Establishing a network of friends and supporters in Tokyo can be tough. Not only is there a (slowly-eroding) language barrier, but gaijin are often regarded as temporary novelties, rather than long-term friendship material. This perception is not totally unwarranted, given the country saw large-scale desertion by expats following the March 2011 earthquake and ensuing nuclear catastrophe — resulting in the word ‘fly-jin’ entering the popular vernacular. Moreover, like any big international city, Tokyo’s population tends towards the transient, with much of its workforce hailing from outside Tokyo, staying a number of years, and then moving on, which can make forging long-term friendships an exhausting prospect.

This is reflected in my company for the night: Denny, a University of Toronto law graduate who has joined my team for a year as an intern, and Toshi, a single 30 (40?)-something engineer-turned-lawyer from Osaka, who plays bass guitar in a doom metal band and builds robots for a hobby. In addition to his apparent agelessness and variety of interests, Toshi has a breadth of life experience and open-mindedness that is lacking in many of his salaryman (white-collar male worker) peers. In the post-bubble Japanese economy, Toshi is one of a fast-decreasing number of Japanese men who’ve had the courage (and financial means) to spend a couple of years living abroad, and with that comes insight into the challenges that foreigners face overseas. In other words, he is exactly the sort of local any gaijin wants at their side in the labyrinthine streets of Tokyo, especially when one has Denny as their charge.

With around 200 bars scattered through Golden Gai’s six small alleys, Toshi takes a gamble by leading us into the curiously named Kangaroo Court. He has never been here before, but the clientele looks promising: two red-faced salaryman are already in full, loud-speaking, back-slapping mode, and in the corner a pale-faced lady dressed exclusively in black is blowing smoke rings (Japan has no laws restricting smoking in bars or restaurants, although some more reputable establishments have established policies of their own), her eyes fixed on an ash-tray already piled high with discarded cigarettes.

SET TASK 1: According to the Tokyo passage, why is Toshi the sort of local a gaijin would want at their side? Answer in one to three sentences.
SET TASK 2:
Answer these from the Tokyo passage:
(a) Which university did Denny graduate from?
(b) What kind of band does Toshi play bass guitar in?
(c) How many alleys does Golden Gai have?
The lines that come next are material separate from the Tokyo passage.

PROVIDED DATA:
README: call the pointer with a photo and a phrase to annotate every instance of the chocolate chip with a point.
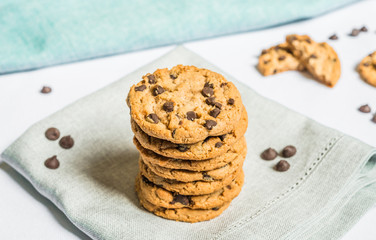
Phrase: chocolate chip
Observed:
(153, 117)
(215, 112)
(210, 101)
(374, 118)
(168, 106)
(207, 92)
(52, 134)
(288, 151)
(209, 85)
(269, 154)
(355, 32)
(191, 115)
(183, 148)
(222, 137)
(333, 37)
(365, 108)
(52, 162)
(364, 29)
(282, 166)
(158, 90)
(185, 200)
(209, 124)
(66, 142)
(140, 88)
(207, 177)
(45, 89)
(151, 78)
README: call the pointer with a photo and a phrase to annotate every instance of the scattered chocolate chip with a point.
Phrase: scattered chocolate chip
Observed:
(140, 88)
(191, 115)
(269, 154)
(158, 90)
(209, 85)
(168, 106)
(215, 112)
(222, 137)
(207, 92)
(46, 89)
(218, 105)
(52, 162)
(209, 124)
(66, 142)
(282, 166)
(185, 200)
(210, 101)
(153, 117)
(365, 108)
(207, 177)
(151, 78)
(364, 29)
(52, 134)
(374, 118)
(289, 151)
(333, 37)
(355, 32)
(183, 148)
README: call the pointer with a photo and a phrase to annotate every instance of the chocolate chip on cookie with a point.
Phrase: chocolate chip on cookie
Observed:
(333, 37)
(210, 124)
(168, 106)
(152, 117)
(289, 151)
(269, 154)
(191, 115)
(365, 108)
(140, 88)
(158, 90)
(215, 112)
(282, 166)
(151, 79)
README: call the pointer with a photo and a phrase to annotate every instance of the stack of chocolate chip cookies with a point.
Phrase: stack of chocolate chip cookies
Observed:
(189, 125)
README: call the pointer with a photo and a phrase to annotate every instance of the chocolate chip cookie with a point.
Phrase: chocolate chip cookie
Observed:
(278, 59)
(209, 148)
(237, 150)
(367, 69)
(187, 188)
(160, 197)
(183, 214)
(319, 59)
(185, 104)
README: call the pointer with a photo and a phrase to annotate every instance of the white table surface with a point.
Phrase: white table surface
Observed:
(25, 214)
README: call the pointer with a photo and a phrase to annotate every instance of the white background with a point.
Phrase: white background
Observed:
(24, 214)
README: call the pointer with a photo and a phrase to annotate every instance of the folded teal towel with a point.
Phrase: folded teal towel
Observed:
(35, 34)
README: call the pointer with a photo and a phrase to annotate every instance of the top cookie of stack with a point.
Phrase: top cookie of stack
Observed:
(185, 105)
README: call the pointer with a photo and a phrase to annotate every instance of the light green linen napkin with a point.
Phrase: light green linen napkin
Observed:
(329, 186)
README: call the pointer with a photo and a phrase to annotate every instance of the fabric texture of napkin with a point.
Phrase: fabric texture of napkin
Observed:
(330, 185)
(35, 34)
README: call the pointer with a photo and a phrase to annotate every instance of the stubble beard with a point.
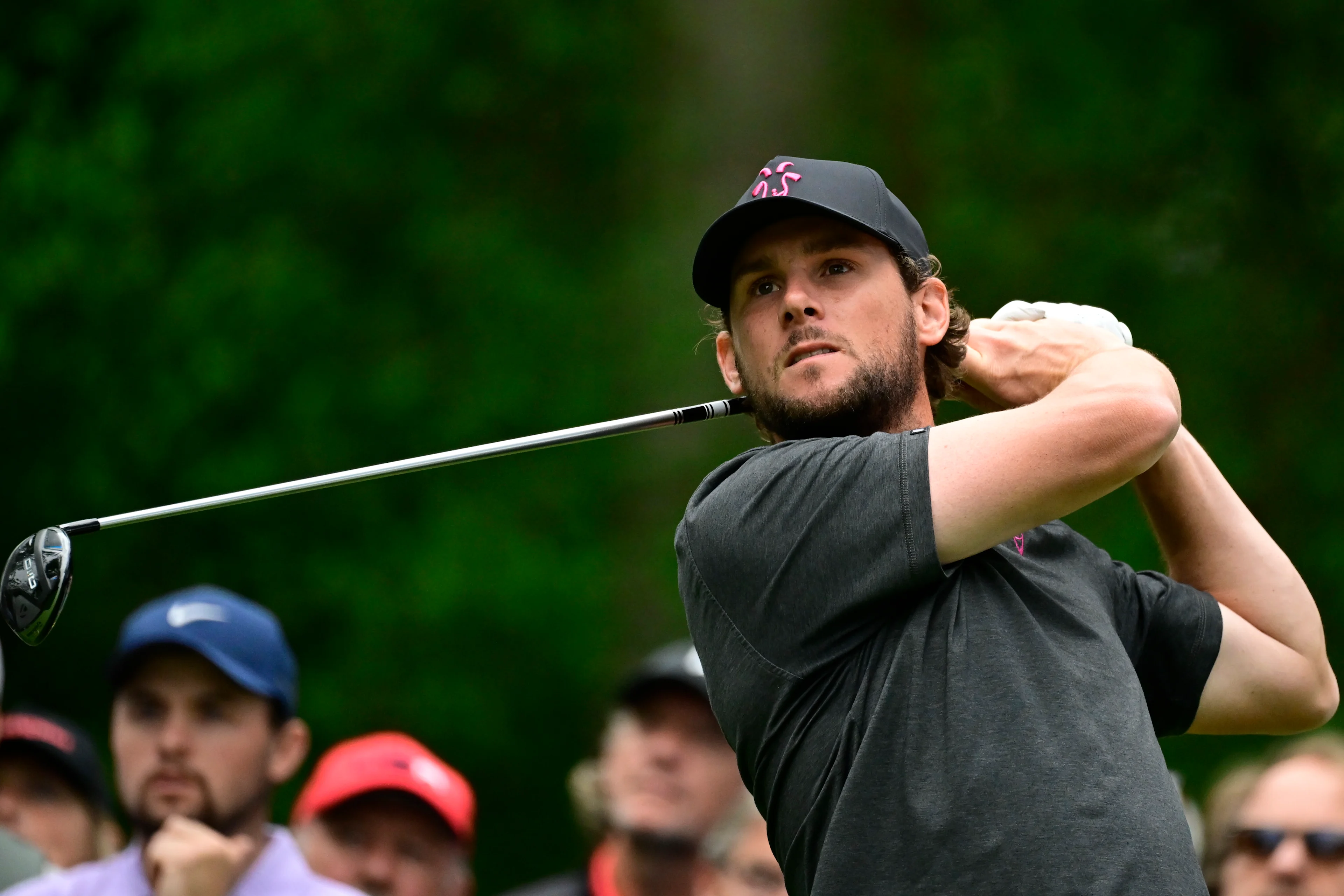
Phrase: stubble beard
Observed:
(877, 398)
(227, 822)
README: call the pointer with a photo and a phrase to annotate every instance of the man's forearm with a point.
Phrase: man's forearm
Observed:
(1211, 542)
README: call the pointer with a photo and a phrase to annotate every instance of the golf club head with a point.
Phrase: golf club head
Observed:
(35, 583)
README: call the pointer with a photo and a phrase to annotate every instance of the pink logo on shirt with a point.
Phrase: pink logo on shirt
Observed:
(785, 176)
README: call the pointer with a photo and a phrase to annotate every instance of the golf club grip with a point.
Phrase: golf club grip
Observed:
(658, 420)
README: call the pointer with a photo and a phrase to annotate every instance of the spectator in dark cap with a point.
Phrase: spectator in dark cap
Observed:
(51, 789)
(666, 776)
(385, 814)
(203, 730)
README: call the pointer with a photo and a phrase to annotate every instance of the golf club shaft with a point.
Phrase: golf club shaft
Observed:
(425, 463)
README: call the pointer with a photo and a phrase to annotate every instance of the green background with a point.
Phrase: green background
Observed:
(249, 241)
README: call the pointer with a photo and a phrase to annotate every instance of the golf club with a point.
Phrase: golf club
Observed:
(37, 577)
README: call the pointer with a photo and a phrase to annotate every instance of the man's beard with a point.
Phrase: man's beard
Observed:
(209, 813)
(875, 398)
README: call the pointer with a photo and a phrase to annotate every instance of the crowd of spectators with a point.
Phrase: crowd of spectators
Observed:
(205, 726)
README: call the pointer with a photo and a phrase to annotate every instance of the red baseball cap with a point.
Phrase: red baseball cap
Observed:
(389, 761)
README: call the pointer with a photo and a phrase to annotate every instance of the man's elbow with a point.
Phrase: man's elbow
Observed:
(1151, 420)
(1308, 706)
(1327, 699)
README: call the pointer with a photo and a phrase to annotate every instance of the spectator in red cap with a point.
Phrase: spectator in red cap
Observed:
(736, 858)
(386, 816)
(53, 792)
(664, 778)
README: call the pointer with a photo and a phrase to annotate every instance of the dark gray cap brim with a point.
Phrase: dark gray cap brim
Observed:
(730, 233)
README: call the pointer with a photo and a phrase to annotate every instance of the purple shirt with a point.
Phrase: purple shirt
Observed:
(279, 871)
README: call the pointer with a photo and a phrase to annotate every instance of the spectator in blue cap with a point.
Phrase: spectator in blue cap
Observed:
(203, 730)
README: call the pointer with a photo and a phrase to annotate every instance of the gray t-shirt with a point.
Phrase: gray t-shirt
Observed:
(990, 727)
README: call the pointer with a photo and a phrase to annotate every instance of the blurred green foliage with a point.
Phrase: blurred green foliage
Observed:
(252, 241)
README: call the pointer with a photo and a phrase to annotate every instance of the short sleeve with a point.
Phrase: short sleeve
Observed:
(806, 546)
(1172, 635)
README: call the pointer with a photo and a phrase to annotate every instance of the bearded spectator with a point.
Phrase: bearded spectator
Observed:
(664, 777)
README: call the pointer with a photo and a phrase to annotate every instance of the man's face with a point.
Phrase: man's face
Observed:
(750, 871)
(190, 742)
(666, 768)
(1299, 796)
(40, 805)
(387, 844)
(826, 339)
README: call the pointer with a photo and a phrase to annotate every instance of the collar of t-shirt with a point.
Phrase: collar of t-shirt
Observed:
(279, 871)
(603, 871)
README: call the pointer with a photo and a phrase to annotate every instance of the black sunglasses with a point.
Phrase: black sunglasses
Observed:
(1262, 841)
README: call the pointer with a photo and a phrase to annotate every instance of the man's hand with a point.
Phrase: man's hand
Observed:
(189, 859)
(1085, 415)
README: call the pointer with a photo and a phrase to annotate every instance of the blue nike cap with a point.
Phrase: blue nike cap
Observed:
(792, 187)
(241, 639)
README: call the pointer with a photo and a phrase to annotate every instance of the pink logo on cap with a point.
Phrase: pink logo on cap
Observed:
(764, 187)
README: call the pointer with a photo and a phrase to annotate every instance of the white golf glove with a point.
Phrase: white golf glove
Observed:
(1091, 315)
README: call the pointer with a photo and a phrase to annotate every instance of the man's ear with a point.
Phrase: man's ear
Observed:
(932, 312)
(728, 362)
(289, 749)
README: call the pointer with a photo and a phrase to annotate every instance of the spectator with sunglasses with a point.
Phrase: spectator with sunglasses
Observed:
(1277, 830)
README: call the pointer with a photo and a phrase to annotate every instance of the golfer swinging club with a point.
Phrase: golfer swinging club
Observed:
(932, 684)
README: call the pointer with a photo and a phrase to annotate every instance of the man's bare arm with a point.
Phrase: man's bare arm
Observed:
(1272, 675)
(1088, 415)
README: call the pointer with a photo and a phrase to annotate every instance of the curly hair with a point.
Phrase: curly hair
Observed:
(943, 359)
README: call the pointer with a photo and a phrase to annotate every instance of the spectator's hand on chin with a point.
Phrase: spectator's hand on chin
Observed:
(189, 859)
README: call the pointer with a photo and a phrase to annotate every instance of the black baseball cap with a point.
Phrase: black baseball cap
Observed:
(675, 665)
(792, 187)
(61, 745)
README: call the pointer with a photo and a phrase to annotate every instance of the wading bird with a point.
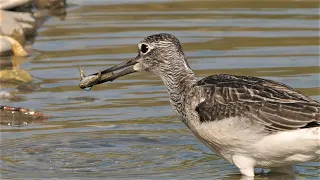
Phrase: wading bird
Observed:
(249, 121)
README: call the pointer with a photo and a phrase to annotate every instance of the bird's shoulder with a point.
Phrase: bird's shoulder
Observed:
(275, 105)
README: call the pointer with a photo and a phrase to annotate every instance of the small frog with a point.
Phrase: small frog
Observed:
(86, 82)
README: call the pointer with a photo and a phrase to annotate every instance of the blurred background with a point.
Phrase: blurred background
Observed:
(127, 129)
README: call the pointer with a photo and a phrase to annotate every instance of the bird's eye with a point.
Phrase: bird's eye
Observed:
(144, 48)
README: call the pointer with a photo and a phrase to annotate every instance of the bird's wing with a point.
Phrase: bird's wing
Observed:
(276, 106)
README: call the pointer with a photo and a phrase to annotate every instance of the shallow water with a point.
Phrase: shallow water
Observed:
(127, 129)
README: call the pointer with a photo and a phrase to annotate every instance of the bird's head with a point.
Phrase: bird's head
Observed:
(159, 53)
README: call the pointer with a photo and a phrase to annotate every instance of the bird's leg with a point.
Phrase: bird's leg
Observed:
(81, 73)
(245, 164)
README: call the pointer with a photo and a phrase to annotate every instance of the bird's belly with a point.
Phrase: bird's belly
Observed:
(229, 138)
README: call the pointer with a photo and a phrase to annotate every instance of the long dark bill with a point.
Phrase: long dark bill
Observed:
(127, 69)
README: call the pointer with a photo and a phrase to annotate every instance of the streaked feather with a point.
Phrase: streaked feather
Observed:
(277, 106)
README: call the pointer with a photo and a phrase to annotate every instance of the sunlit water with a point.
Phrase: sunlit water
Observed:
(127, 129)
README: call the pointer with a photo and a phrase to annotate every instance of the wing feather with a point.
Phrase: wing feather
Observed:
(274, 105)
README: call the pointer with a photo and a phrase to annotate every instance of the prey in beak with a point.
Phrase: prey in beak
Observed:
(86, 82)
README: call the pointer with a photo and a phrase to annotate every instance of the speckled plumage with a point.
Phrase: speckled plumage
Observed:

SOLUTION 1: Toshi had the courage and financial means to spend a couple of years living abroad, which is increasingly rare among Japanese men in the post-bubble economy. That experience gave him insight into the challenges foreigners face overseas.

SOLUTION 2:
(a) The University of Toronto, in law.
(b) A doom metal band.
(c) Six.